** start Source text **
FRESNO -- Standing atop Big Baldy, a granite dome perched on the western flank of the Sierra Nevada, the views stretch out forever.
Even though Big Baldy can be climbed year round, the scenery is never better than in winter. But instead of hiking boots, you'll need snowshoes or cross-country skis.
To reach the trailhead, take Highway 180 to Kings Canyon National Park and drive 6.6 miles south on the Generals Highway to a large wooden sign that reads "Big Baldy Trail." Park here or a few yards past the sign where snowplows have cleared a wider turnout.
From the trailhead it's a two-mile tramp to the summit and 560 feet of elevation gain. You won't see a trail -- it's buried in snow, remember -- so follow others' tracks or red reflectors in trees marked with the number 10.
The route generally heads south and follows Big Baldy Ridge. After traversing a belt of pine trees, views of Redwood Canyon, one of the world's largest giant sequoia groves, open below.
One mile into your journey, crossing a flat area covered with large boulders, Big Baldy itself comes into view. It's easy going for a while -- there's even a gradual downhill -- before an uphill kicker to the summit.
The final push is relatively steep. Just follow the trail markers and don't stray too far toward the edge of the ridge. It's a long way down.
Through the thick forest, you'll see the rounded summit hump. Just a bit farther now.
To the west lies Redwood Canyon and its thick blanket of trees and ridges. Looming in the background and usually shrouded in clouds and fog, is the San Joaquin Valley. On a clear day you can see across to the Coast Range.
** end Source text **
** start Supplied entries **
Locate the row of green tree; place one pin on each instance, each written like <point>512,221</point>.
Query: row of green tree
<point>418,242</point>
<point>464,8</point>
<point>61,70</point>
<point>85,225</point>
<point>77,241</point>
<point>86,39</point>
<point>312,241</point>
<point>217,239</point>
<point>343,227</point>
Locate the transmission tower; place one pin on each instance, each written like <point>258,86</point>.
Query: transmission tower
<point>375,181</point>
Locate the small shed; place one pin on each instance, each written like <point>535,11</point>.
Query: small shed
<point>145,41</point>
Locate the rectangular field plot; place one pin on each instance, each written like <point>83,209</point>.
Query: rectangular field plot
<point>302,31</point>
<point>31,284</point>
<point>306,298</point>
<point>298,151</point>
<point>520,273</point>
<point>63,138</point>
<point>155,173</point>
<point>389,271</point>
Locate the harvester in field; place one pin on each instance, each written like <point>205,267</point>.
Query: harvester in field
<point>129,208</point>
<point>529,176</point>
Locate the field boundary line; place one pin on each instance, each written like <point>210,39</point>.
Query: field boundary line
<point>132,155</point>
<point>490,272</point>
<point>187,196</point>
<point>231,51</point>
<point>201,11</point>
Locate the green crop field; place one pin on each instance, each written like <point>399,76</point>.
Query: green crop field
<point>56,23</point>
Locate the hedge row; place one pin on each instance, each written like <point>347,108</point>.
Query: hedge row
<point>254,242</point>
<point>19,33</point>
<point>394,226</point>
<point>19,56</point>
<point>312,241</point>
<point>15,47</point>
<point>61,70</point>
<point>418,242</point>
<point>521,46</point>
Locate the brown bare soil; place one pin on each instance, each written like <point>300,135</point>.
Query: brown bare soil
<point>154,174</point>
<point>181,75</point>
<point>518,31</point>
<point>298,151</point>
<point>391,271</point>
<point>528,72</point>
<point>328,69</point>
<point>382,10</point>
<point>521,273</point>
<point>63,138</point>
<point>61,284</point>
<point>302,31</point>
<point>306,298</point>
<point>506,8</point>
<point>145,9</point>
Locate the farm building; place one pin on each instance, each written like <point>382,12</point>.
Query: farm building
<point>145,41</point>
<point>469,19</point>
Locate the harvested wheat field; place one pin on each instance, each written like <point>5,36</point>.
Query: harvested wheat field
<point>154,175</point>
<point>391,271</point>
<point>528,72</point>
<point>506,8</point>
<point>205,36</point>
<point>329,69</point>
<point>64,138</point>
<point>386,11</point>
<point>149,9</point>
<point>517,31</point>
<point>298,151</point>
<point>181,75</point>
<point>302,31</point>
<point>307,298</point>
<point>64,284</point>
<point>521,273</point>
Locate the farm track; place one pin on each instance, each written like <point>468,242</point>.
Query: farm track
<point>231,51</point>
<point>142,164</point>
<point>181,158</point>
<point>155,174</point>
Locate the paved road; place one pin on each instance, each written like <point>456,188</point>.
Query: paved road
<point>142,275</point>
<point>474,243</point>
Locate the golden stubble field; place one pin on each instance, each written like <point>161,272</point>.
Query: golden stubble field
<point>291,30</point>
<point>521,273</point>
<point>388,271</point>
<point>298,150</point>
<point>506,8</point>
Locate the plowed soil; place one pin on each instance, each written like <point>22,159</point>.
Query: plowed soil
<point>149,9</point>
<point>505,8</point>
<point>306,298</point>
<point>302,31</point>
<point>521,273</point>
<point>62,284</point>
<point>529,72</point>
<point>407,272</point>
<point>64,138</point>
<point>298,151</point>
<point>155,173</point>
** end Supplied entries **
§ **What this exercise asks**:
- a) According to the Big Baldy article, how far south on the Generals Highway is the sign reading "Big Baldy Trail"?
- b) Decide whether each statement agrees with the Big Baldy article. Answer yes or no, and quote the article's deciding words.
(i) The hike from the trailhead to the summit gains 560 feet of elevation.
(ii) In winter the trail to the summit is easy to see.
(iii) The final push to the summit is fairly gentle.
- c) Carry on the Big Baldy article from its last sentence.
The records have nothing to do with what follows.

§ **The responses**:
- a) 6.6 miles.

- b)
(i) Yes: "it's a two-mile tramp to the summit and 560 feet of elevation gain"
(ii) No: "You won't see a trail -- it's buried in snow, remember"
(iii) No: "The final push is relatively steep."

- c)
To the southeast sits Little Baldy, Big Baldy's conical little brother. Beyond that and moving farther east are the serrated summits of the Great Western and Kings-Kaweah divides, partially obscured by treetops. Snow-capped peaks of Kings Canyon and the Monarch Divide dominate the view to the north.
It's also possible to reach Big Baldy by using of Montecito- Sequoia Lodge's groomed ski tracks. Going that way is easier, but you'll have to pay $25 for the privilege. (Go to www.montecitosequoia.com for details.)
Here's the lowdown to four other excellent snowshoe trails:
Dewey Point, Yosemite National Park: It's a seven-mile roundtrip from Badger Pass to this classic viewpoint perched on the southern rim of Yosemite Valley directly across from El Capitan. By taking the Meadow Trail, which leaves the groomed tracks of Glacier Point Road at Summit Meadow, the terrain is gentle most of the way.
This is a popular route, so go during midweek to escape the crowds. Just don't expect total solitude. Maps can be purchased at the trailhead, located at the north end of the parking lot.
Coyote Loop, Sierra National Forest: Located along Highway 168 at Tamarack Ridge, this six-mile tour offers views of Shaver Lake, Huntington Lake and Red Mountain. For a shorter trip, go out to the Shaver Lake vista and back.
Since the Coyote Nordic Trailhead is also a popular snowplay area, the parking lot fills rapidly on weekends. Get there early to ensure a space. A Sno-Park pass is required. Stop by the Forest Service office in Prather for a map.
Panoramic Point, Kings Canyon: If you thought this was a grand view in summer, just wait till you see it in winter. Views of nearly every peak in the Southern Sierra are your reward for this 2.5-mile, 1,000-foot climb from Grant Grove.
Once you've reached the end of the snow-covered road, yellow circles in trees guide you to the top. It's also possible to continue another 2.5 miles to the Park Ridge Lookout. Maps available at the Grant Grove Visitor Center.
Panther Gap Loop, Sequoia National Park: Giant sequoias, frosted peaks, pristine meadows, solitude -- this six-mile loop from Wolverton has it all.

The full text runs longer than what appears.